**What to work on**. Format the lines of the data as a JSON list of strings, one string per line and no blank lines, beginning at the line that contains "red shed in" and stopping after the line that contains "pixel 158 306".
** BEGIN Information provided **
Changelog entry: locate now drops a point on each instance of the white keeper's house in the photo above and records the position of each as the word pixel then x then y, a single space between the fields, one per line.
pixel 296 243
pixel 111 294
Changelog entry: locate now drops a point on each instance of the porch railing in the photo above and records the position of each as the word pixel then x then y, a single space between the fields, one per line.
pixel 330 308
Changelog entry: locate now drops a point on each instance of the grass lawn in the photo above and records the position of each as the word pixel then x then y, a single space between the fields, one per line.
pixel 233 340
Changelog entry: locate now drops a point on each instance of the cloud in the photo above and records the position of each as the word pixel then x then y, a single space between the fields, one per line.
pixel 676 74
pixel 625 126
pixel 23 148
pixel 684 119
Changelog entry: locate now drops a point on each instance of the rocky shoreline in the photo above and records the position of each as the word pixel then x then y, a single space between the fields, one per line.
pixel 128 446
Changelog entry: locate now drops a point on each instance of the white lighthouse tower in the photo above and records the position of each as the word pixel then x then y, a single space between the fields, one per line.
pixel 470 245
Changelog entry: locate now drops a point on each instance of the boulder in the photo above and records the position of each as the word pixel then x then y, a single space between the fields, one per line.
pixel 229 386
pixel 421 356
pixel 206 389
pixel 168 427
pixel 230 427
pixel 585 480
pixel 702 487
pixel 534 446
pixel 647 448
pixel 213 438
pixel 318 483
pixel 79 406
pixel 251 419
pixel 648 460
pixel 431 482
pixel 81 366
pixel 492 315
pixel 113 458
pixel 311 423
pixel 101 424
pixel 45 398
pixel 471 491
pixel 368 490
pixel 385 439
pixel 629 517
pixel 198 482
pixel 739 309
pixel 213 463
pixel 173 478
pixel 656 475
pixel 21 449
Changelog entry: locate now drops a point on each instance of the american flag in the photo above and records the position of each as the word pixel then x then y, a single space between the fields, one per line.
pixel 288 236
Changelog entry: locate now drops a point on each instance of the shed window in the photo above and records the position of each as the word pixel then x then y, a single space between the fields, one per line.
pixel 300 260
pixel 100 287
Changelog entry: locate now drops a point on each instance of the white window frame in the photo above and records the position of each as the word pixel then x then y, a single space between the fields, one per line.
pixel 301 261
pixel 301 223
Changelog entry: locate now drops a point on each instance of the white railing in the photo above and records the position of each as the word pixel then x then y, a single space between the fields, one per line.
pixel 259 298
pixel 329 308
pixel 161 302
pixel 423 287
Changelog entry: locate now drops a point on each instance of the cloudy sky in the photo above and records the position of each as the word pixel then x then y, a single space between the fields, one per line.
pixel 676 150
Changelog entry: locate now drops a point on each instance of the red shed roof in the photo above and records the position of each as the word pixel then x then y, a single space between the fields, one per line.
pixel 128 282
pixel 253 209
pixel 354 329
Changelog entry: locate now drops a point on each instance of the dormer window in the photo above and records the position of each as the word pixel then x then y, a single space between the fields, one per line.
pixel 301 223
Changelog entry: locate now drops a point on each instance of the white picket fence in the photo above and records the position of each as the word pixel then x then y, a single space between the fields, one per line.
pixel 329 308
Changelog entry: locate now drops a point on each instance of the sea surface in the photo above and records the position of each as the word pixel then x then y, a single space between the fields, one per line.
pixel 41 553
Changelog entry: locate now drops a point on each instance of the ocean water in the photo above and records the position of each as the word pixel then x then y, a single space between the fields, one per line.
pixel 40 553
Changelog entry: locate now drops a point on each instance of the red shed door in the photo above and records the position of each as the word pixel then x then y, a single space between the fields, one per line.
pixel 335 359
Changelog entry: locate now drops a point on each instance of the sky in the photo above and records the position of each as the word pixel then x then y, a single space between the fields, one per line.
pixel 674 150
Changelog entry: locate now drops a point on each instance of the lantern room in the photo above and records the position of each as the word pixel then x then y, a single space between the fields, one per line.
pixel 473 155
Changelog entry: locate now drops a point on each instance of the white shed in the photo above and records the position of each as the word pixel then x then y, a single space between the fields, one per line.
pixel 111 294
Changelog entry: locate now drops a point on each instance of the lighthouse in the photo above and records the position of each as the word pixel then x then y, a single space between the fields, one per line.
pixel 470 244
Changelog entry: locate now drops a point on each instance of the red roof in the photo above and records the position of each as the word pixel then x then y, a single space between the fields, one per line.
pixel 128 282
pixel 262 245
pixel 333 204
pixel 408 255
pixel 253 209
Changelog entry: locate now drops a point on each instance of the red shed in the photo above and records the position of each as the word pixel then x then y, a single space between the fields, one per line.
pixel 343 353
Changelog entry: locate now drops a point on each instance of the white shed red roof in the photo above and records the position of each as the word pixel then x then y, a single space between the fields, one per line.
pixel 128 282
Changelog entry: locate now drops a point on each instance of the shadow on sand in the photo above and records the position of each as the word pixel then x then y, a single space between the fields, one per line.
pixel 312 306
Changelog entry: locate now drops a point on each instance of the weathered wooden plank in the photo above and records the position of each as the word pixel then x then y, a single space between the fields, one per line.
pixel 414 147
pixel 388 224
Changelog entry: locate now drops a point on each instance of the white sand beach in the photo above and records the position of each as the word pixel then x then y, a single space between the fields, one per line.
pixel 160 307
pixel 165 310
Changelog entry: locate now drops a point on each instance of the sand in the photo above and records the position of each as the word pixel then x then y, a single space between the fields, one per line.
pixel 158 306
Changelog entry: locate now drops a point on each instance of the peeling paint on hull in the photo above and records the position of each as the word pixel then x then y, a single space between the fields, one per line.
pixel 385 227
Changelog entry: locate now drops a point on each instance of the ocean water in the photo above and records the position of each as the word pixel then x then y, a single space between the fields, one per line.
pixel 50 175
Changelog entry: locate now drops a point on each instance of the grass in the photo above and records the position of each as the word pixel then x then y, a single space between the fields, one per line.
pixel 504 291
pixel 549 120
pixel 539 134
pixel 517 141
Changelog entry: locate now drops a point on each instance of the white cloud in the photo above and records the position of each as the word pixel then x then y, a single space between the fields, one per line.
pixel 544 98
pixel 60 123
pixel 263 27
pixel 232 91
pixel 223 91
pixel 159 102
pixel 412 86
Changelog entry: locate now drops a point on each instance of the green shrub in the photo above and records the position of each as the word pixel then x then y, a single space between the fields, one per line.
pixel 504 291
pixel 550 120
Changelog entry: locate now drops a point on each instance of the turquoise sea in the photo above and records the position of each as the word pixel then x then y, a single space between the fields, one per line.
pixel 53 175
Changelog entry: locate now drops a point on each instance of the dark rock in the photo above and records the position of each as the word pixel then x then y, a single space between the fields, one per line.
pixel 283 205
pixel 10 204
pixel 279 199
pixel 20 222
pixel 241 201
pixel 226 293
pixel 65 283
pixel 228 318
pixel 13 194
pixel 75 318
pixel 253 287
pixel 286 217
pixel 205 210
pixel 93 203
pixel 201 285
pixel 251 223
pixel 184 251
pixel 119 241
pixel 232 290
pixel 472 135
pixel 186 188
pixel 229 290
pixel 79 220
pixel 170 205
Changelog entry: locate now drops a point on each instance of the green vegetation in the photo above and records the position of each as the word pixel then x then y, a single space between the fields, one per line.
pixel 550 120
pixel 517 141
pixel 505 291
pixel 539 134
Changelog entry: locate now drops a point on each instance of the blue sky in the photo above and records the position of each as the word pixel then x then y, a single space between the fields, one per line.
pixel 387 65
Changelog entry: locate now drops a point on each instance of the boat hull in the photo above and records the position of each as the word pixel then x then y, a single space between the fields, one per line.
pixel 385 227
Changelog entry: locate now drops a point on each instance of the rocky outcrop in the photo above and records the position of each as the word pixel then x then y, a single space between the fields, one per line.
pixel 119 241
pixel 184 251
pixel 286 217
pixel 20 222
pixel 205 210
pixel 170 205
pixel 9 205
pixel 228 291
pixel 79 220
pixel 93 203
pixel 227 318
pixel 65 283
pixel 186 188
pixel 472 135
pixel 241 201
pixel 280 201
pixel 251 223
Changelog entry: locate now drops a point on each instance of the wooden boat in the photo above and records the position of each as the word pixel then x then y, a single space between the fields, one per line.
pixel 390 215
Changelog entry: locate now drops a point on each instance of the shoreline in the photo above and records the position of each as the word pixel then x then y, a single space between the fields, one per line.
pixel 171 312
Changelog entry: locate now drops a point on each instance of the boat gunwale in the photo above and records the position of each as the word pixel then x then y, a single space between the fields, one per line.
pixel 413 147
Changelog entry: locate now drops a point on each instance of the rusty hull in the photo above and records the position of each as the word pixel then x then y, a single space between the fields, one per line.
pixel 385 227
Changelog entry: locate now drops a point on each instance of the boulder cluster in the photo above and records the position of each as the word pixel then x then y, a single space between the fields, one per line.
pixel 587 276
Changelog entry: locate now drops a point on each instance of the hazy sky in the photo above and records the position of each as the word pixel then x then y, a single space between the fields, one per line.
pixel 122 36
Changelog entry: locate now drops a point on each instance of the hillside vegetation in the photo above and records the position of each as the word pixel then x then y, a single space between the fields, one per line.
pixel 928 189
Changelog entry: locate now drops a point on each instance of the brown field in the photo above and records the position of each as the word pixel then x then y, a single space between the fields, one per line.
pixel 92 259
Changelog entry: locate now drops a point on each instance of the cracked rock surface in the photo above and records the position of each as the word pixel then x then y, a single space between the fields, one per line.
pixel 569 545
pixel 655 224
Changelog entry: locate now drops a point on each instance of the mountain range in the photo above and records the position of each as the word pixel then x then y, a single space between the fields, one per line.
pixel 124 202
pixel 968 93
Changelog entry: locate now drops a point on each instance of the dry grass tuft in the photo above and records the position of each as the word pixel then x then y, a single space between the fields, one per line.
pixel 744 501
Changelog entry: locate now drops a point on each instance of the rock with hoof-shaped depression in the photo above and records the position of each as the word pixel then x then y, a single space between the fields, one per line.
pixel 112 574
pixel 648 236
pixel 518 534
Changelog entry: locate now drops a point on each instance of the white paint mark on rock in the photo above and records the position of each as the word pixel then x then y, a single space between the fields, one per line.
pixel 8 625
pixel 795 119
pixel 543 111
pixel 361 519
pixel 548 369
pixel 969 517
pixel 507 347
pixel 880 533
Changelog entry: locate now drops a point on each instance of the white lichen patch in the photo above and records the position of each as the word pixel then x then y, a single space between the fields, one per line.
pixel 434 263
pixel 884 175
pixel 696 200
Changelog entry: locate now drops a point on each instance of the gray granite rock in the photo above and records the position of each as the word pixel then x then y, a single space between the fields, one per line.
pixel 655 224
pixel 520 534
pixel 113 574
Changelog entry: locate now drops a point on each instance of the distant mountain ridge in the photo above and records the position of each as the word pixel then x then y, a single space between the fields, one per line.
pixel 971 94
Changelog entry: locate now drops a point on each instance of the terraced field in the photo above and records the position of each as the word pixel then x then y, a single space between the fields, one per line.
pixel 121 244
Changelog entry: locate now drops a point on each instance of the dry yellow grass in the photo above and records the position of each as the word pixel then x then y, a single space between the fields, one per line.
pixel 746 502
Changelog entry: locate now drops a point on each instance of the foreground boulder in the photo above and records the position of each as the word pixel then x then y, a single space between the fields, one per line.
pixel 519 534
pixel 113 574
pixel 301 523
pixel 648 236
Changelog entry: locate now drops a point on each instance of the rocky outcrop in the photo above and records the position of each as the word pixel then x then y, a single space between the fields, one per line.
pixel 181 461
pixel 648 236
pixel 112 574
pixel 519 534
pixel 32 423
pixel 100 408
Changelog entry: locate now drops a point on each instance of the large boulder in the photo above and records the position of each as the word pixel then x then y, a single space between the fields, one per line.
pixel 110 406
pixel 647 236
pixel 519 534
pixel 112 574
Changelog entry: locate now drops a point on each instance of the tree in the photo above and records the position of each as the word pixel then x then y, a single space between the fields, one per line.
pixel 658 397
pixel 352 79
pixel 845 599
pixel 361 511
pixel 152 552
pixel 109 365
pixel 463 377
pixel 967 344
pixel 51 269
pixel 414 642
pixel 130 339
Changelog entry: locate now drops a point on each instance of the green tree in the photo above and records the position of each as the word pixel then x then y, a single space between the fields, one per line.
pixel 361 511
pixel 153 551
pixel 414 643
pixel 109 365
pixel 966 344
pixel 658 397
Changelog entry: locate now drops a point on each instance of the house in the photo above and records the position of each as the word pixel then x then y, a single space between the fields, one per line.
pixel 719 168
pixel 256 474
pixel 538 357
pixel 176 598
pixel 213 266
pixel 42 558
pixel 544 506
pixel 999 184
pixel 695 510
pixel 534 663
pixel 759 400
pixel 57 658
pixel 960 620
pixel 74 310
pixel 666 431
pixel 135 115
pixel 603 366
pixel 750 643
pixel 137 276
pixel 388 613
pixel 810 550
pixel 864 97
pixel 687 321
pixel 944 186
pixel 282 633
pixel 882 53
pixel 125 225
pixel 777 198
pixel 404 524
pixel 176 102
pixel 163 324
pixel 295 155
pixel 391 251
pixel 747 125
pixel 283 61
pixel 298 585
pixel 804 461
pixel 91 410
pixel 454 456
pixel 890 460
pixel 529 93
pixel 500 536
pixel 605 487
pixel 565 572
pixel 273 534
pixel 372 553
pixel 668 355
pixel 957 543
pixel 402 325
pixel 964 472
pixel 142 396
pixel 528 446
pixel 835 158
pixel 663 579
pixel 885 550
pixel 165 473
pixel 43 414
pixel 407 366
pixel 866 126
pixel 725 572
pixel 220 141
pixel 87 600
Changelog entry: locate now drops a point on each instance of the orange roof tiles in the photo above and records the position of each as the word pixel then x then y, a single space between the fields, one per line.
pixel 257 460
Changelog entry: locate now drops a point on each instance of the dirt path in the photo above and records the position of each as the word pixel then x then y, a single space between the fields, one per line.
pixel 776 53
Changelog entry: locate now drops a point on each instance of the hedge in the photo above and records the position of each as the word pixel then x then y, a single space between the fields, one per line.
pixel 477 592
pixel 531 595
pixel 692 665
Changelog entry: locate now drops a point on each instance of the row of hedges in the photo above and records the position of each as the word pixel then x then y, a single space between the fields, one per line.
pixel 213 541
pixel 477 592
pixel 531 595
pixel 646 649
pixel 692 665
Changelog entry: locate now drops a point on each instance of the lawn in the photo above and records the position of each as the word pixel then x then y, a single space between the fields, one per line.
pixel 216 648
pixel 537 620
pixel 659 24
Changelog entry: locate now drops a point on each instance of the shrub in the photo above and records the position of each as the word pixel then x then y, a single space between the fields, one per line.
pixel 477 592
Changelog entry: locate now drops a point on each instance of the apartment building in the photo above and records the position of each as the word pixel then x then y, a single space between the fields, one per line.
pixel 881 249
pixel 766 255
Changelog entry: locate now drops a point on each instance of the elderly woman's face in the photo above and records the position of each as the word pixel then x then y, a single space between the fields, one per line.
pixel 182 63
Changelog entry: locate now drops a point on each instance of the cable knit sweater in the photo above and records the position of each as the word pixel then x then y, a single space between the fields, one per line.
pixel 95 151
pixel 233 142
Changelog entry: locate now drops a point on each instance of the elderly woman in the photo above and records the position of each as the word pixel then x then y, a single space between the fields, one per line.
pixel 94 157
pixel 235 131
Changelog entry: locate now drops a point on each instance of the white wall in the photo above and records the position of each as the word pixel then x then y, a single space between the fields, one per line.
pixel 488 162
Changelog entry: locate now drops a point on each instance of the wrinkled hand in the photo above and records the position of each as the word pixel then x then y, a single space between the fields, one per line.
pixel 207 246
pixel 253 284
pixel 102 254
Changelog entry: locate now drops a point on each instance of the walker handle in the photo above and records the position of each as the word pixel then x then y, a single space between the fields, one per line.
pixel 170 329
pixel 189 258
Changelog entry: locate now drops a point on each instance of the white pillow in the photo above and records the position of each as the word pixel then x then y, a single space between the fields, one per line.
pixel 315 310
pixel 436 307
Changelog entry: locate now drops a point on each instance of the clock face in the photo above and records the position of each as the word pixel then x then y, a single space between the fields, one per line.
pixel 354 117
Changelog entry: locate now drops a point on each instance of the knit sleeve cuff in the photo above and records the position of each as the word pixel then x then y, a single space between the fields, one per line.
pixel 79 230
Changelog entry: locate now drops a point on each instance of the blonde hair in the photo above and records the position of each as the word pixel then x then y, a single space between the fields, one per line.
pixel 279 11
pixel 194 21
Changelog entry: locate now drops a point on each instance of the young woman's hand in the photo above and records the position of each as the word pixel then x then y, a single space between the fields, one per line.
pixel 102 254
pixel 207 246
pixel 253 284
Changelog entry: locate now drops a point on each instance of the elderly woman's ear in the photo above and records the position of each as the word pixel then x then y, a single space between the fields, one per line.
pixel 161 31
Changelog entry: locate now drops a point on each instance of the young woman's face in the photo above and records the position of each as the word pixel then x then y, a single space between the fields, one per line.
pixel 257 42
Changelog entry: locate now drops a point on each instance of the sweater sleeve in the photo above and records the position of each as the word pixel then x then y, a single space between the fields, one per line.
** END Information provided **
**Complete answer**.
[
  "Changelog entry: locate now drops a point on each instance of the red shed in the photo above and records the position of each as the word pixel then x then y, a single space between the fields, one per line.",
  "pixel 343 353",
  "Changelog entry: locate now drops a point on each instance of the white shed red roof in the photo above and records the position of each as the word pixel then x then y, a single space between the fields, one per line.",
  "pixel 128 282",
  "Changelog entry: locate now drops a point on each instance of the shadow on sand in the photo above and records the position of each as the word pixel then x then y, a single space between the fields, one per line.",
  "pixel 312 306",
  "Changelog entry: locate now drops a point on each instance of the weathered wooden plank in the photo above and records the position of each as the word pixel then x then y, a single space between the fields, one per line.",
  "pixel 414 147",
  "pixel 388 224",
  "Changelog entry: locate now drops a point on each instance of the white sand beach in the photo above and records the position of each as the word pixel then x then y, a single space between the fields, one per line.",
  "pixel 160 307",
  "pixel 165 310",
  "Changelog entry: locate now drops a point on each instance of the sand in the photo above and records the position of each as the word pixel then x then y, a single space between the fields, one per line.",
  "pixel 158 306"
]